◆ Exercise ◆
Work through the entries below and show every line in which "dark" is found.

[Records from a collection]
--- START ---

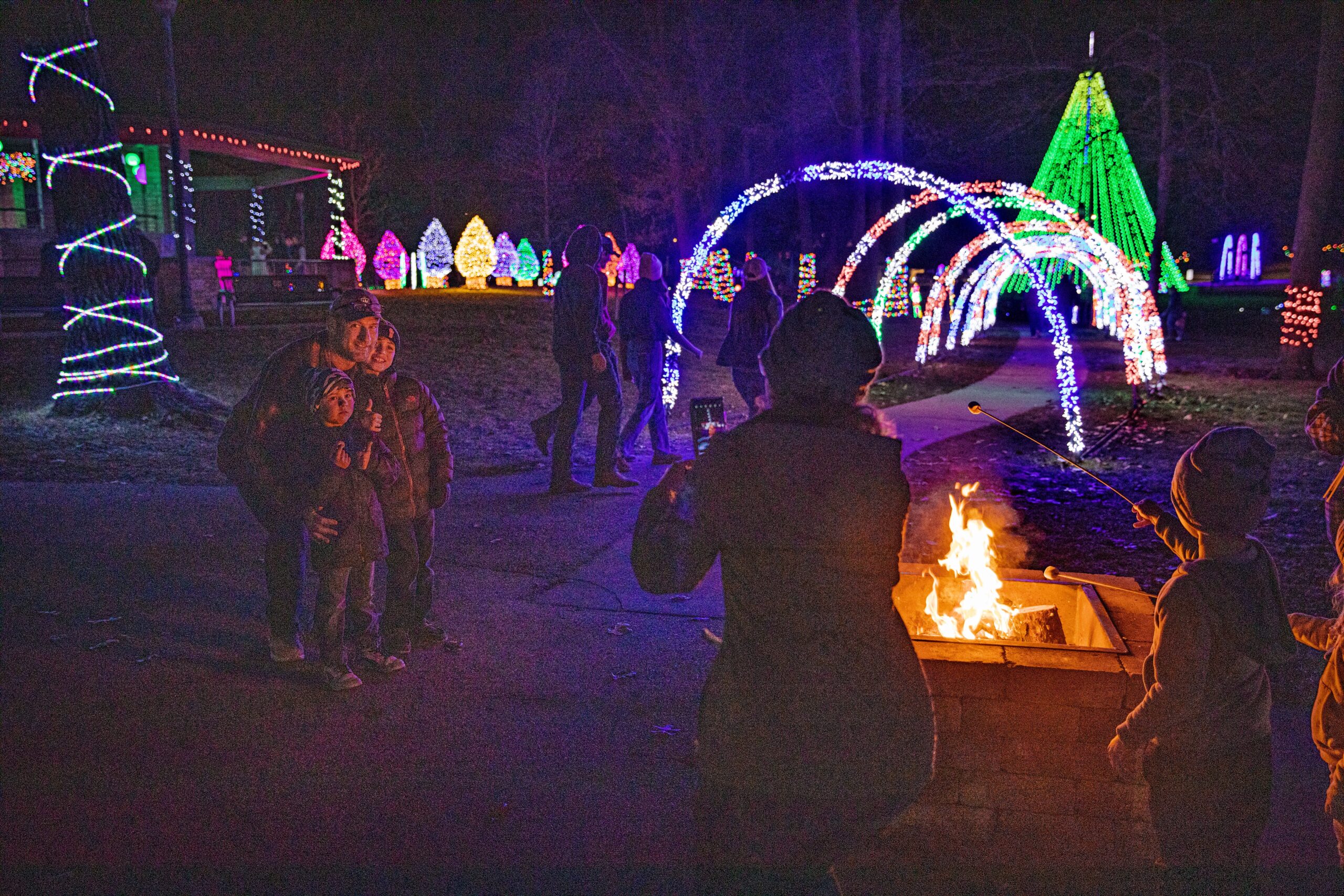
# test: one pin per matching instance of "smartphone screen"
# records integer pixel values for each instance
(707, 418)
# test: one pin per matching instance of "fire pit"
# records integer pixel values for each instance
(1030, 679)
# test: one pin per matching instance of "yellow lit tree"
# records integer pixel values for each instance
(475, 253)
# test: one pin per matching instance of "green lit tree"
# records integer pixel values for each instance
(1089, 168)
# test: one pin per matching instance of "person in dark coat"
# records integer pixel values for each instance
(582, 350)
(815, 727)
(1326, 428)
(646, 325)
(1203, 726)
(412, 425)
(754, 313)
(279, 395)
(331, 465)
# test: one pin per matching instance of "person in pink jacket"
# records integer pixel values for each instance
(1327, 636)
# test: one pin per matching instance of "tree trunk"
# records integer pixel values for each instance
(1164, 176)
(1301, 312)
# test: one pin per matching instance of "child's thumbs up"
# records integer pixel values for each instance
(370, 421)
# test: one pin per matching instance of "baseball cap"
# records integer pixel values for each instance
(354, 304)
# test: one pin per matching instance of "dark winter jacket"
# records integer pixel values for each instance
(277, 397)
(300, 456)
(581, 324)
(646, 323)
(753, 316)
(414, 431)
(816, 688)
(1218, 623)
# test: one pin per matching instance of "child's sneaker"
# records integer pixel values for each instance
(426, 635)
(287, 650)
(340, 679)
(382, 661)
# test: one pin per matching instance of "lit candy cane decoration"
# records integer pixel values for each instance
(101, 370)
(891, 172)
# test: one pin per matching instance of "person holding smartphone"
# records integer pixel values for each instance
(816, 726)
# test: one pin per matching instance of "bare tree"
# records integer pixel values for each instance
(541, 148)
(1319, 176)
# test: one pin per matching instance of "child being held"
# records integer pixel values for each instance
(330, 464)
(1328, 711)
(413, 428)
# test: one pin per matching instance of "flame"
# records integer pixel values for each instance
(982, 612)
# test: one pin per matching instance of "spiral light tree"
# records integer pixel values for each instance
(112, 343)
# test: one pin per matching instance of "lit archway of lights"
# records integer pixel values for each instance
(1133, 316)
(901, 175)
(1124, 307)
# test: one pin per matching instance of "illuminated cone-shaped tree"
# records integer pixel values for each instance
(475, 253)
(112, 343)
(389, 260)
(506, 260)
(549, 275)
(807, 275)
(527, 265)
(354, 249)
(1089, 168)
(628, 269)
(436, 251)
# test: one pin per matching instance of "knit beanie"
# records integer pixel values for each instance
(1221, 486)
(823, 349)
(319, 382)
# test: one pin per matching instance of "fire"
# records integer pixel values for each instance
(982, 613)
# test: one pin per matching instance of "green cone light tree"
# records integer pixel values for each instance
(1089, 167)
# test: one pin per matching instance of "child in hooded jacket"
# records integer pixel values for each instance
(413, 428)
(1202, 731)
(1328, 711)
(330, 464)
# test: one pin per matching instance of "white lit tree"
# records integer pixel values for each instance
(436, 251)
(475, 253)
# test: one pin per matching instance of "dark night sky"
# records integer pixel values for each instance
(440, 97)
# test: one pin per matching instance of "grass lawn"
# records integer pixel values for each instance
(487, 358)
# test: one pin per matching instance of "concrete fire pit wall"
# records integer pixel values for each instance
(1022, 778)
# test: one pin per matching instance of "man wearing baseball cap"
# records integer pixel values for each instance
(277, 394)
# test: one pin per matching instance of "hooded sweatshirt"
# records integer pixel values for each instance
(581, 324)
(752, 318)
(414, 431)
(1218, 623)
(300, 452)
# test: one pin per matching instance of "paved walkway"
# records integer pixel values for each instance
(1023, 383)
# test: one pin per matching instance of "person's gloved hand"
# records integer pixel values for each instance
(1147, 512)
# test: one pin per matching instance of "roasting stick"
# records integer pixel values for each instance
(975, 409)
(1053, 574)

--- END ---
--- START ---

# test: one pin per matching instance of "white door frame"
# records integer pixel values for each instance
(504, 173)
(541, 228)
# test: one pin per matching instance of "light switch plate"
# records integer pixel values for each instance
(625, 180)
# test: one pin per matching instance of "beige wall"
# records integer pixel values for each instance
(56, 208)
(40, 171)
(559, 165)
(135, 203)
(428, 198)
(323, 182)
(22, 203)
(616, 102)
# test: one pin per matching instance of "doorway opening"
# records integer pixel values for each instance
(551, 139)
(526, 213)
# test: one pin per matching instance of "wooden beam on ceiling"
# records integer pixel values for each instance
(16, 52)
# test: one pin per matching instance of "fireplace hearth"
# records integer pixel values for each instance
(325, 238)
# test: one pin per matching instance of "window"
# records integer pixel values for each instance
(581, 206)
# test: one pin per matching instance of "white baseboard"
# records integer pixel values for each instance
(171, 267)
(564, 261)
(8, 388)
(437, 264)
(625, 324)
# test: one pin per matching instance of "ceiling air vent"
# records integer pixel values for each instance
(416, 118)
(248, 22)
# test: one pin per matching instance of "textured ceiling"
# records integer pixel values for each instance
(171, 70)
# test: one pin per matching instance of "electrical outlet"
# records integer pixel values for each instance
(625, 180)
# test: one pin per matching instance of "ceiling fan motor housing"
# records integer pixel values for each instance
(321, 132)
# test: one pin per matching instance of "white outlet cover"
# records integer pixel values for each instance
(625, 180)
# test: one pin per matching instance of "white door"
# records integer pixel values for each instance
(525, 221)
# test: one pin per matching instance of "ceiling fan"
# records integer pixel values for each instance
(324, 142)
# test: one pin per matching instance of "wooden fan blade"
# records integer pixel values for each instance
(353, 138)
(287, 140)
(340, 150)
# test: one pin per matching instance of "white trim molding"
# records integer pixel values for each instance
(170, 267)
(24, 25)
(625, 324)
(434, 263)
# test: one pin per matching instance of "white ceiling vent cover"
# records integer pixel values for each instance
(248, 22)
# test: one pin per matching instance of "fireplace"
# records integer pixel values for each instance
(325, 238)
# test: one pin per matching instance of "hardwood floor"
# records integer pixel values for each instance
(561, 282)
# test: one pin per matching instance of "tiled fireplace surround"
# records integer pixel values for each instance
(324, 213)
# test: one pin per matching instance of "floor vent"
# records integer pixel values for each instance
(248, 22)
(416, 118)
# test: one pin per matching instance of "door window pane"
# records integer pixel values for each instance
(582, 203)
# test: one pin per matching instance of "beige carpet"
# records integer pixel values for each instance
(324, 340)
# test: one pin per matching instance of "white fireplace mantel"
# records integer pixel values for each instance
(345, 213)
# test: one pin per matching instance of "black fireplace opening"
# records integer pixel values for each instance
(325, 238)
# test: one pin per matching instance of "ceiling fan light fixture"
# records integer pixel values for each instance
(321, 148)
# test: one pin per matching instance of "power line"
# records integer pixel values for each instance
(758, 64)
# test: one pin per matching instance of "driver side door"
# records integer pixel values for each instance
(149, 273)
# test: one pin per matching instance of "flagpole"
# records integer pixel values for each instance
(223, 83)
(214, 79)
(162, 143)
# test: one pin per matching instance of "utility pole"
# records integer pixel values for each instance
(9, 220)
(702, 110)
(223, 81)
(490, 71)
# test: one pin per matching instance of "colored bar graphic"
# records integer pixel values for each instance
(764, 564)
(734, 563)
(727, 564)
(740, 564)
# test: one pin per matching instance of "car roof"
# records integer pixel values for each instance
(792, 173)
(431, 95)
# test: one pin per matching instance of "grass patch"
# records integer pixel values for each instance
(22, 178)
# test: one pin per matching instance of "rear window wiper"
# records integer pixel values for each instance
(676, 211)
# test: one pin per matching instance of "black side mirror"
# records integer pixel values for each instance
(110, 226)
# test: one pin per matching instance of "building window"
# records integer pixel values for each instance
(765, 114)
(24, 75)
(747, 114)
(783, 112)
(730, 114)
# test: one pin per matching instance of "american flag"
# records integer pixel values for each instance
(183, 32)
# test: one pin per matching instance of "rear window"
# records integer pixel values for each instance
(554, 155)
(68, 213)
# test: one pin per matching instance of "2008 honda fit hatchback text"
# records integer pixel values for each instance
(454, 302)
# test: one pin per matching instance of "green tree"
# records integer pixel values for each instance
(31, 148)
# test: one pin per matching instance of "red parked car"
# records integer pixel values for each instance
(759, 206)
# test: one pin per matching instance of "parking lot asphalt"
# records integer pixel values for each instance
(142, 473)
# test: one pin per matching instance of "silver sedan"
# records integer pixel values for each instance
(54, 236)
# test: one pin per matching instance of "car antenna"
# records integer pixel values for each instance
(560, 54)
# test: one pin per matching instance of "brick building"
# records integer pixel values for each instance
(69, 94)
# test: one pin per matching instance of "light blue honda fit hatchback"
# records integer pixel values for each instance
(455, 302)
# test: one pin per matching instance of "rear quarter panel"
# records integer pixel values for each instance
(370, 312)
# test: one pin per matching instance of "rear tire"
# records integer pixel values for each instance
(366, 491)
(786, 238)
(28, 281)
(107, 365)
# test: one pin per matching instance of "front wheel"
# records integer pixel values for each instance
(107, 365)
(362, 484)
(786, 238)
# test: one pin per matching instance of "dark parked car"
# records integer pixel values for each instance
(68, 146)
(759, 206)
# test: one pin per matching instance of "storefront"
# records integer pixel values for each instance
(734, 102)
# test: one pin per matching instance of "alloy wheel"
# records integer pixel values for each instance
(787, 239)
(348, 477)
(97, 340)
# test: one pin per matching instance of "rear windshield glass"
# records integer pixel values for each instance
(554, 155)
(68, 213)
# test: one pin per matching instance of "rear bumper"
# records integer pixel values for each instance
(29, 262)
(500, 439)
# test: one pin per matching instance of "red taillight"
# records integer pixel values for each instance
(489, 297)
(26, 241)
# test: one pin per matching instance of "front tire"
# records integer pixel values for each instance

--- END ---

◆ Task response ◆
# test: one pin per matching instance of "person in dark coat"
# test: one pin per matching instance of "dark winter jacket"
# test: one pin per matching instance of "dark night sky"
# test: one pin per matching instance of "dark parked car"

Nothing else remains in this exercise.